| GIVEN TASK |
Report every line below that contains the string "arched", copying each such line in full. Matching is case-sensitive.

--- start GIVEN RECORDS ---

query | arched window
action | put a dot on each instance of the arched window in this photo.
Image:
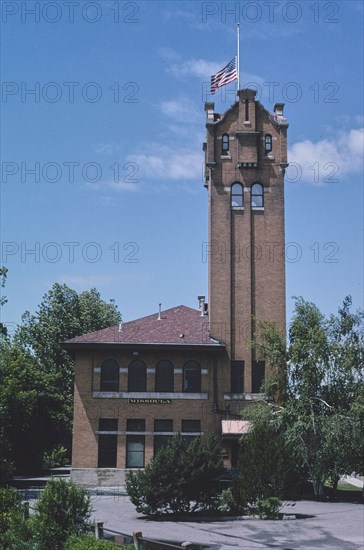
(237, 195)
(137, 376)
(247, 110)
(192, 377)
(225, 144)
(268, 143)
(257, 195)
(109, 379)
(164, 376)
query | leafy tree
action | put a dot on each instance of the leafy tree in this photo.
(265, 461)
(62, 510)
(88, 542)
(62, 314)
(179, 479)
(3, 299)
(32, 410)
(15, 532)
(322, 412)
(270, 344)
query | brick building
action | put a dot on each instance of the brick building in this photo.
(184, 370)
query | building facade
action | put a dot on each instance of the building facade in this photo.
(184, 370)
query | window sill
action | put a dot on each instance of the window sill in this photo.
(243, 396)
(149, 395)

--- end GIVEN RECORDS ---
--- start GIVEN RECORDS ---

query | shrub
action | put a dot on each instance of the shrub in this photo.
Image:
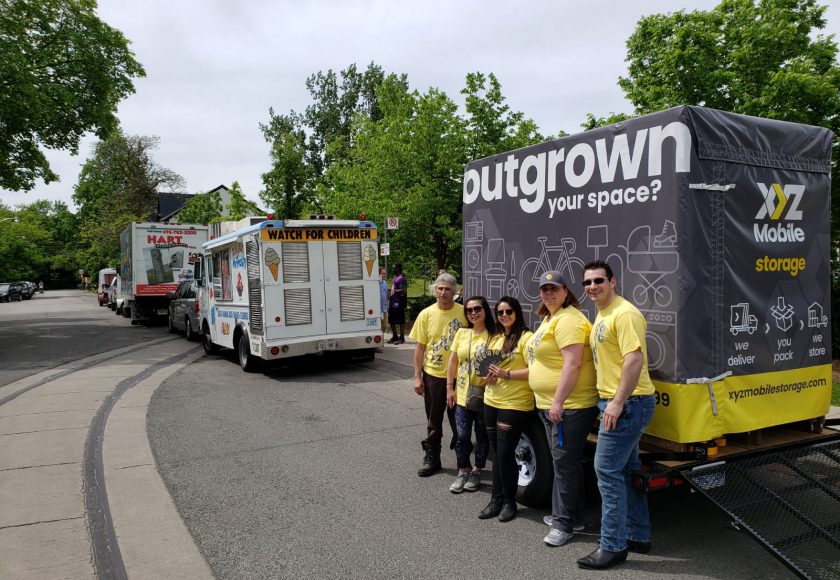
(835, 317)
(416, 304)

--- end GIVEN RECORDS ---
--- start GIVEN RECORDS ---

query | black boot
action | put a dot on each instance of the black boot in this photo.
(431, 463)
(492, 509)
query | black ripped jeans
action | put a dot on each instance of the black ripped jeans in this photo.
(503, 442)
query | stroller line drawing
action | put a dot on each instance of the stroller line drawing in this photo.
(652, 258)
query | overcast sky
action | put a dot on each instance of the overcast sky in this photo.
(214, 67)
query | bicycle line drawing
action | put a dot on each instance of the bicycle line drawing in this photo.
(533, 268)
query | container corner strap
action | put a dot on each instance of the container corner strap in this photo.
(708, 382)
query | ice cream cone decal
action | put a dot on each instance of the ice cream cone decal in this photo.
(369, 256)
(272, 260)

--- end GIVEN RECORDS ---

| FULL SOLUTION |
query | arched window
action | put a dot on each instance of the arched window in this photo.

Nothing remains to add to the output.